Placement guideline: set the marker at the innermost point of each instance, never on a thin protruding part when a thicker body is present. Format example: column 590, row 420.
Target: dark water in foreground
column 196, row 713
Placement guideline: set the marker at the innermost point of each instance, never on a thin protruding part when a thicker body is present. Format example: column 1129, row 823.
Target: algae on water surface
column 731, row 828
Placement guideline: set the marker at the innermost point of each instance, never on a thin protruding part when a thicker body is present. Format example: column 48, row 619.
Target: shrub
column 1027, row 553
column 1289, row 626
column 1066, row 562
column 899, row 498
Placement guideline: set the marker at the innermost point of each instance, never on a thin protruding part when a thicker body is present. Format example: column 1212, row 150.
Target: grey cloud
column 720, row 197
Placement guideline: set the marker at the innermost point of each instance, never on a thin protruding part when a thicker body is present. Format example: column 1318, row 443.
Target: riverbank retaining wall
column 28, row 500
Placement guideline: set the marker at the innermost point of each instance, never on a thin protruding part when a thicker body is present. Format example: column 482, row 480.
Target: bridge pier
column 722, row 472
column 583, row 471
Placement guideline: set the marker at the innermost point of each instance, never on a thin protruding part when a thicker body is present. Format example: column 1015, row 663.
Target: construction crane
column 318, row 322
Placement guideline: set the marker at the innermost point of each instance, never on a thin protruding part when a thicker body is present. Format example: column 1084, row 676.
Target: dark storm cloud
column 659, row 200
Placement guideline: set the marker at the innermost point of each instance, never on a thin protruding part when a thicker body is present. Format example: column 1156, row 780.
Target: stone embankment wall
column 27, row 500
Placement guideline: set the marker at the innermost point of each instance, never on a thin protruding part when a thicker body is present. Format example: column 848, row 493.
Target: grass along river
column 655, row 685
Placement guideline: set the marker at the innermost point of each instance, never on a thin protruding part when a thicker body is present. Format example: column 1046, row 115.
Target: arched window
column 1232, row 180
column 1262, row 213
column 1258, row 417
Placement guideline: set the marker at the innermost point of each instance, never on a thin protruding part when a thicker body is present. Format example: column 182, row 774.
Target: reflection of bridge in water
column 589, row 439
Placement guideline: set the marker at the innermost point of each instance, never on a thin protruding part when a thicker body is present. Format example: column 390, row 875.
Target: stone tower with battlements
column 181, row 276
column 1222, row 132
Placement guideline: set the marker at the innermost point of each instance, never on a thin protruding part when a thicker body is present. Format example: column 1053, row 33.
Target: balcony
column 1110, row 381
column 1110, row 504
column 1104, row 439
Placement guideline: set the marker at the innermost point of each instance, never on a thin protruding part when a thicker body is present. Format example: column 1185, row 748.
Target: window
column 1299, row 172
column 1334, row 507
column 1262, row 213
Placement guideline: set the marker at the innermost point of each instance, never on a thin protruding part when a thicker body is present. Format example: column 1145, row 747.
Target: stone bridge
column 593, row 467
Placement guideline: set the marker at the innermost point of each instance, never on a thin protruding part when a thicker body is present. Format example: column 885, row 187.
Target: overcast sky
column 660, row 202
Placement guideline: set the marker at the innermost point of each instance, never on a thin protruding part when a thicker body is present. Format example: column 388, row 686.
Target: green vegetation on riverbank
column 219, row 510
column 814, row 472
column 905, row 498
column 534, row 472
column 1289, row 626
# # # # #
**What you will do**
Please extract every line of the material above and reproduce each one word for word, in its original order.

**Correct response**
Placement guideline: set the marker at the innermost point of each instance, never on a thin protruding part when a thicker body is present. Format example: column 590, row 420.
Target: dark water in foreground
column 196, row 713
Placement guideline: set the marker at the innermost point of each instance, never on a thin protruding part when a thicker body is present. Format example: column 1129, row 823.
Target: algae on water surface
column 731, row 828
Placement guideline: set the marker at the innermost point of each instance, never on a thin protruding part when a thicker body is present. Format example: column 48, row 619.
Target: shrub
column 1027, row 553
column 1289, row 626
column 1066, row 562
column 899, row 498
Placement guideline: set the marker at the innermost point of each instance, never on a thin protruding part when a thicker body is present. Format example: column 1212, row 150.
Target: grey cloud
column 720, row 197
Placement guideline: set the marker at the innermost point of each instance, never on a thin protruding part when a thicker body is present. Format example: column 1318, row 443.
Target: riverbank retaining wall
column 28, row 500
Placement guideline: set the marker at the innermost point of each instance, never on a thin protruding part when a thicker body is present. Format example: column 482, row 480.
Target: bridge pier
column 722, row 472
column 583, row 471
Placement guideline: set the marker at the innermost point of each instance, never on a thin protruding part when a thicker body is present. Format example: column 1015, row 663.
Target: construction crane
column 318, row 322
Placement guideline: set the marker at the innermost point of each instance, never on a thin protruding part when a thicker body is present. Format example: column 1084, row 676.
Target: dark storm cloud
column 659, row 200
Placement guideline: set the marker at the innermost point of each instance, never on a thin protruding part when a thicker body is present. Format example: column 1156, row 780.
Target: stone embankment wall
column 27, row 500
Placement guideline: set the marker at the innermost point of each instance, never on a thin protruding part when a thicker body is present. Format example: column 848, row 493.
Target: grass along river
column 655, row 685
Placement guideline: set the marker at the innermost point of each instance, never on a thin protruding part when a thicker body is present. Format example: column 1046, row 115.
Target: arched window
column 1232, row 180
column 1262, row 213
column 1258, row 417
Placement guideline: set the marker at the innermost point of each instance, never on a thin protruding part when a thicker body is present. Format example: column 182, row 774.
Target: reflection of bridge in water
column 589, row 439
Placement guideline: set the marker at the innermost point of each instance, never on a thin protruding part when a thicker body is present. Format example: column 390, row 875.
Target: stone tower with battlements
column 181, row 276
column 1222, row 132
Placement guideline: set the marker at the innermost point of each instance, never on a thin protruding part when a thicker body is present. Format example: column 1053, row 33.
Target: balcony
column 1110, row 381
column 1110, row 504
column 1104, row 439
Placement guideline: set the marker at the innermost point of each instance, never on a thin protruding part when a thicker body is present. Format example: column 1185, row 748.
Target: window
column 1299, row 172
column 1334, row 507
column 1262, row 213
Placement guideline: set the marker at the innermost point of each instance, never on a thin protruding part when a thicker body is present. Format example: column 1145, row 747.
Target: stone bridge
column 593, row 467
Placement guideline: set the marker at the innermost point of each instance, never on a thin protruding part when a thicker body is present. Format example: column 885, row 187.
Target: overcast sky
column 660, row 202
Placement guideline: set the marker at the innermost point of each instance, never on a thin protruding part when a thicker body is present. Format example: column 388, row 686.
Target: green vegetation on riverbank
column 219, row 510
column 814, row 472
column 905, row 498
column 534, row 472
column 1289, row 626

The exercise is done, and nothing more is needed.